··· DATA SECTION ···

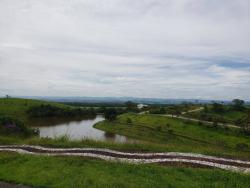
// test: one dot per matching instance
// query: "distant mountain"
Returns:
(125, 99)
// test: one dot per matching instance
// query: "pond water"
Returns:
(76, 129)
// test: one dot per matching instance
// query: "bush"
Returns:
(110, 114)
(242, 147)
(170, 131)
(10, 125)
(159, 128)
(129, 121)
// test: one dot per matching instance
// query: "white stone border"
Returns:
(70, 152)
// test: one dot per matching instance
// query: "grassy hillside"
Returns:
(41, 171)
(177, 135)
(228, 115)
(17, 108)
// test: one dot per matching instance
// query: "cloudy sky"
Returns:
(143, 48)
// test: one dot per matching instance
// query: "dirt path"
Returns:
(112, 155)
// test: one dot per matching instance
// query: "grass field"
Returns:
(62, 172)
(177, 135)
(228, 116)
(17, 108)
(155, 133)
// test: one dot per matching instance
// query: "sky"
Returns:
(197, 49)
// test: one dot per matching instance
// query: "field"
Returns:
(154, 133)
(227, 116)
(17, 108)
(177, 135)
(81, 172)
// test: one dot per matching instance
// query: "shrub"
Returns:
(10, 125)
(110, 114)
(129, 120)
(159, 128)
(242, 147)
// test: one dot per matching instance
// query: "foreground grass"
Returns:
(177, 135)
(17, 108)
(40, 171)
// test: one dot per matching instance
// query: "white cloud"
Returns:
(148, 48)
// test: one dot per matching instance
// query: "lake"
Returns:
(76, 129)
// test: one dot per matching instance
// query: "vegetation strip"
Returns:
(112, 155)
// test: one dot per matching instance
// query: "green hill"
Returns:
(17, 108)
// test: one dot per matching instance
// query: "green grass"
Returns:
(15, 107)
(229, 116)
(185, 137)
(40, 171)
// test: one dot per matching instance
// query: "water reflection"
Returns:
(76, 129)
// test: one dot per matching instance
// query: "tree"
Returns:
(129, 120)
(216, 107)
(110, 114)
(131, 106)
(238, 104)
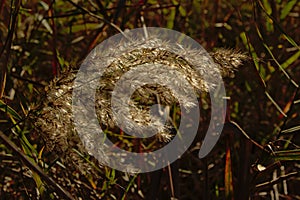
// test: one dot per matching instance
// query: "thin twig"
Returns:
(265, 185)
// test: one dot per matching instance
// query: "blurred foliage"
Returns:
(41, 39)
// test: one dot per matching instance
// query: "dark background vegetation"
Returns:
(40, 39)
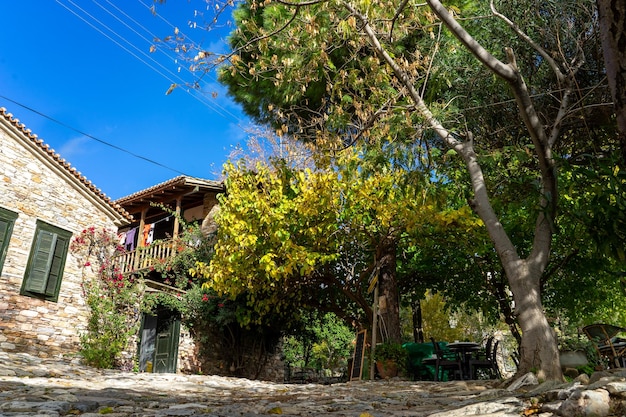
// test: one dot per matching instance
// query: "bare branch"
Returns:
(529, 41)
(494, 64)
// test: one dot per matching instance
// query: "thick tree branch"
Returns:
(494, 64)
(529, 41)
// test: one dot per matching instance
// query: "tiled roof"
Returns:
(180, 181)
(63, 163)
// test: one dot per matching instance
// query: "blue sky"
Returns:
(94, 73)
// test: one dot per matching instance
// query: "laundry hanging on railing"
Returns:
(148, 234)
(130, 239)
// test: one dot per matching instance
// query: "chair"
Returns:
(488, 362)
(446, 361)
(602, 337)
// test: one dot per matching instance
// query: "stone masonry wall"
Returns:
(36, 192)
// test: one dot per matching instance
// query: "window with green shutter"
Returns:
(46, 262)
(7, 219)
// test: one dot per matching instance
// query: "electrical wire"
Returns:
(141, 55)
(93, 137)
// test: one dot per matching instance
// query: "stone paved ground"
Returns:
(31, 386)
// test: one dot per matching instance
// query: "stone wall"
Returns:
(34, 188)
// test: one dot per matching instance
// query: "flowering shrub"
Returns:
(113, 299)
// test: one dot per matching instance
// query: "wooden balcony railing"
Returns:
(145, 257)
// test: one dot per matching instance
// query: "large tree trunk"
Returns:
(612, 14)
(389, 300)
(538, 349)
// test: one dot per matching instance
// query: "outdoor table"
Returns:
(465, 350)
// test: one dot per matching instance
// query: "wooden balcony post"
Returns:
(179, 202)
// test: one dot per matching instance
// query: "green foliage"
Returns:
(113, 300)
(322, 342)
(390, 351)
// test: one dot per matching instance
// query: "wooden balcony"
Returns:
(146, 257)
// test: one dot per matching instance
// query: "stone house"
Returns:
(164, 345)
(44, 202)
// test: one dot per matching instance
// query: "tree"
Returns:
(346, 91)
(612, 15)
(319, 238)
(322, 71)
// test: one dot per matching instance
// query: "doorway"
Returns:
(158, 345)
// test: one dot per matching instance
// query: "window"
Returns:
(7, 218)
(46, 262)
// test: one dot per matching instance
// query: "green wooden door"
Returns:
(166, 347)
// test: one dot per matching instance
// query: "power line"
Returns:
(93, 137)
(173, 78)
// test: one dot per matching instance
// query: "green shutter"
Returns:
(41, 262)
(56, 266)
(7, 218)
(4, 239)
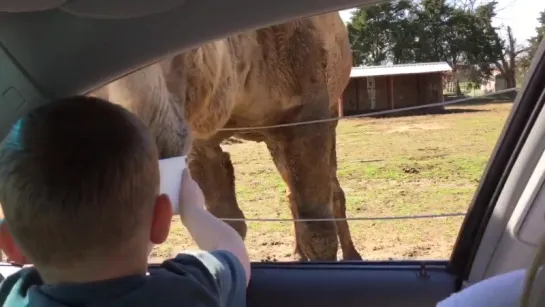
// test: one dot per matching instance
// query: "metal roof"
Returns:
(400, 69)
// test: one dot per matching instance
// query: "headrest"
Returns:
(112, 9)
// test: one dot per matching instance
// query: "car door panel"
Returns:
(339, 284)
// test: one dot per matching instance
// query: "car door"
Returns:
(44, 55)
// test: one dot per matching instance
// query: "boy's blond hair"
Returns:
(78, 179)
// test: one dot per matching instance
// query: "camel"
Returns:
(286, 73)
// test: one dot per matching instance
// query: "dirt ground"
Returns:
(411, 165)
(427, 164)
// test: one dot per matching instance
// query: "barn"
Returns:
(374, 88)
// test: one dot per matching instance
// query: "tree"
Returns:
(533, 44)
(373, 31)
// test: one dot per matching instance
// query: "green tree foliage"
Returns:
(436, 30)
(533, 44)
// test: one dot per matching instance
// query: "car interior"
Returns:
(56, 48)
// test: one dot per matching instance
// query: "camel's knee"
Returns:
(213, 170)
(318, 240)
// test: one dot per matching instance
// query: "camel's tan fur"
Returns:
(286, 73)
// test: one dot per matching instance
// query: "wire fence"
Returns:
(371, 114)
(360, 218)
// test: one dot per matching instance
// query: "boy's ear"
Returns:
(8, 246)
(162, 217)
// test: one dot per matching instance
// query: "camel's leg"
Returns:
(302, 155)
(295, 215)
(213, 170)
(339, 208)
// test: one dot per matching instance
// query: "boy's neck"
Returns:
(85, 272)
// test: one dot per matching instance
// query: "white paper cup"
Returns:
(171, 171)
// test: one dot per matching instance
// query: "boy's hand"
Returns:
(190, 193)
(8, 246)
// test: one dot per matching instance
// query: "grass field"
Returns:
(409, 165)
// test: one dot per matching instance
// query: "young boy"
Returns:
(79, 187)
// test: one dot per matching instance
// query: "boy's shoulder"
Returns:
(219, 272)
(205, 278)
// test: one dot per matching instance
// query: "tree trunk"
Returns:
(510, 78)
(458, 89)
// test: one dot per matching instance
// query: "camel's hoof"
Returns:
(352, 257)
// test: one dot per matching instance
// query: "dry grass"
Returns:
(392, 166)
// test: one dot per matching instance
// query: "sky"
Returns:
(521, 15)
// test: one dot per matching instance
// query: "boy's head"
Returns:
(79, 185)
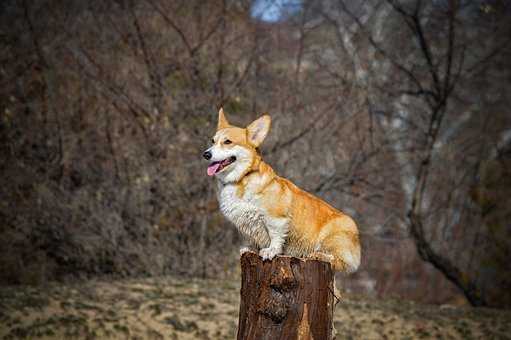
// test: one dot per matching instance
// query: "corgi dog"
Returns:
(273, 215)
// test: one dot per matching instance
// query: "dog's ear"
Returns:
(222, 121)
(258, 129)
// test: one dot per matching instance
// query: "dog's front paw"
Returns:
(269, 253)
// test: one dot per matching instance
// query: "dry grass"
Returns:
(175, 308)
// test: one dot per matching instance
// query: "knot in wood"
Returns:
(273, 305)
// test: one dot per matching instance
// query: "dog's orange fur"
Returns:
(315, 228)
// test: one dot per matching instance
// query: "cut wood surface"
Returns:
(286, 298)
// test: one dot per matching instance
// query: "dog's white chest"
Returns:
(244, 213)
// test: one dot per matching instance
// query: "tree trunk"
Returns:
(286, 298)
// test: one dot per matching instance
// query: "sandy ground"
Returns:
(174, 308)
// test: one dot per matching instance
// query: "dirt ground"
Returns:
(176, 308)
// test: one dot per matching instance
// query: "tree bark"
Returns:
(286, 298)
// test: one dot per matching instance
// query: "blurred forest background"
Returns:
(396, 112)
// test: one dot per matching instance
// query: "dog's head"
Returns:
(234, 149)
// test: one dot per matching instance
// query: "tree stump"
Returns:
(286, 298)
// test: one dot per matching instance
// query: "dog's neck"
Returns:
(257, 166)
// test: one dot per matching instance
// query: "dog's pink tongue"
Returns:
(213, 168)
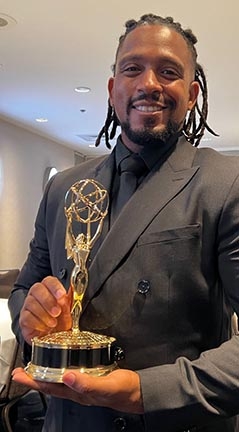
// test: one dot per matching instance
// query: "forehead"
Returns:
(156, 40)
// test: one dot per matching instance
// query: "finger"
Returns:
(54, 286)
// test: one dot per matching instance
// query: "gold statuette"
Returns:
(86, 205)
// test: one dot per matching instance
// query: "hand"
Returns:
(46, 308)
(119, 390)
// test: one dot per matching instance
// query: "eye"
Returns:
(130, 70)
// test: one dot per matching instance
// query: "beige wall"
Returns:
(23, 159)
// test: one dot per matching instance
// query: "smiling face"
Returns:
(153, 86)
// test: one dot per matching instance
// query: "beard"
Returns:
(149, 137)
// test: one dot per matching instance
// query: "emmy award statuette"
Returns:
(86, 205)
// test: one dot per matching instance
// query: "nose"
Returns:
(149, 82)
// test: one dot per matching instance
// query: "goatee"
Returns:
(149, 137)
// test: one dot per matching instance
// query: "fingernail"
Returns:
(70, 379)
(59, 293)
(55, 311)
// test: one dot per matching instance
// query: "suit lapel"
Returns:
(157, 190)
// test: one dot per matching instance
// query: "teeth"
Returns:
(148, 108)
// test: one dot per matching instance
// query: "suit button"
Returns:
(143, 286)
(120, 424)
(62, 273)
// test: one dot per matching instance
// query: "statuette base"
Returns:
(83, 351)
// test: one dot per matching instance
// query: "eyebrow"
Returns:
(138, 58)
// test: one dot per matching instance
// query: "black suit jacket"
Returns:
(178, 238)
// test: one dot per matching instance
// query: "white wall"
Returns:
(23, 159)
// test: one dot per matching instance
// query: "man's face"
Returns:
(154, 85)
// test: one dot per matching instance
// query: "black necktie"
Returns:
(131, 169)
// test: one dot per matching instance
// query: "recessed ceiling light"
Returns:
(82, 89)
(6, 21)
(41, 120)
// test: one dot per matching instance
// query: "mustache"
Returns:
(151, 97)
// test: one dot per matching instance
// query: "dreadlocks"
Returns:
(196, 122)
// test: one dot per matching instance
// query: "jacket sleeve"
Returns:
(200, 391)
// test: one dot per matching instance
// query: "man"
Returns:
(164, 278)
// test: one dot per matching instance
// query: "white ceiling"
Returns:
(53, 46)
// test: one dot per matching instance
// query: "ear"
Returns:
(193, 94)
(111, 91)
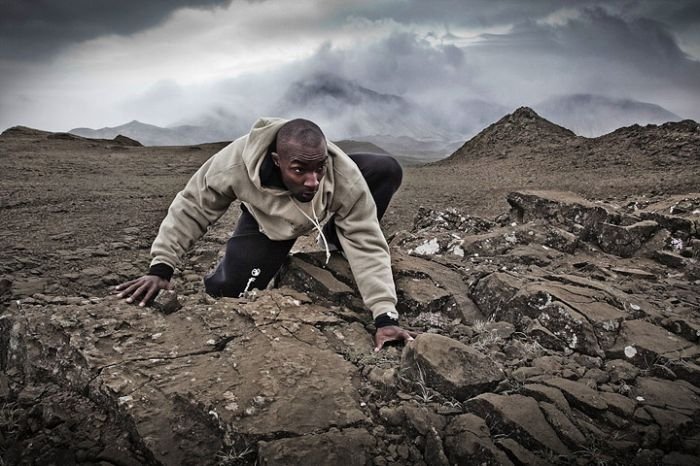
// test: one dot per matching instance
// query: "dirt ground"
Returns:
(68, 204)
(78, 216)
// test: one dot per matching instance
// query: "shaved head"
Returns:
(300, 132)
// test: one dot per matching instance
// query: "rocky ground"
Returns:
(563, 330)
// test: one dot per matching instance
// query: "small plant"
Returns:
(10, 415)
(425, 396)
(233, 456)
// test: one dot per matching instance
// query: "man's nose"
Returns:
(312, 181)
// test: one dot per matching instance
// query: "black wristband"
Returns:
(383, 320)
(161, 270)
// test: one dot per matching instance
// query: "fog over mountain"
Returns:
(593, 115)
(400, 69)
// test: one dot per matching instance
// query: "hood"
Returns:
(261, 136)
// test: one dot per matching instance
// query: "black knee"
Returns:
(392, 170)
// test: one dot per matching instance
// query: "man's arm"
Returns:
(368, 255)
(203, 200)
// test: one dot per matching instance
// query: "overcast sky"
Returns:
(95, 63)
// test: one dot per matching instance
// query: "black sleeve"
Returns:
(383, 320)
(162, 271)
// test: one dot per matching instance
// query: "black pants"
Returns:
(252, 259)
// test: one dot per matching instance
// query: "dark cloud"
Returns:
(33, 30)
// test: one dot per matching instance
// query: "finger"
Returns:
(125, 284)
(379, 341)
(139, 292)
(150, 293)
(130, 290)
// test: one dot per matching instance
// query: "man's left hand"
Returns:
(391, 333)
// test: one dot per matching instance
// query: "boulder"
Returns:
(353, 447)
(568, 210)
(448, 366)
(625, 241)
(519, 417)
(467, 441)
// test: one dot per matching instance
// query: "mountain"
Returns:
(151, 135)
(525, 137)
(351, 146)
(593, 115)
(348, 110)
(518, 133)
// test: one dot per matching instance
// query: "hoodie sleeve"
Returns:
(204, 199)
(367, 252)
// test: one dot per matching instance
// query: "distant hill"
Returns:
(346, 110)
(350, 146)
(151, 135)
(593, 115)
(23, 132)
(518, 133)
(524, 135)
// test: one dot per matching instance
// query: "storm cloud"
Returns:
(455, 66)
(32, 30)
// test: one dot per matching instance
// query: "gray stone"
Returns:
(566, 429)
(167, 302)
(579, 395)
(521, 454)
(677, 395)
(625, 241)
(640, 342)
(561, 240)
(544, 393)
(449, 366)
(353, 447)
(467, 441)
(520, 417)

···

◆ EXERCISE GOAL
The string "shutter" marks the lines to copy; report each of them from the data above.

◆ TASK OUTPUT
// query: "window with green shutter"
// query: "green shutter"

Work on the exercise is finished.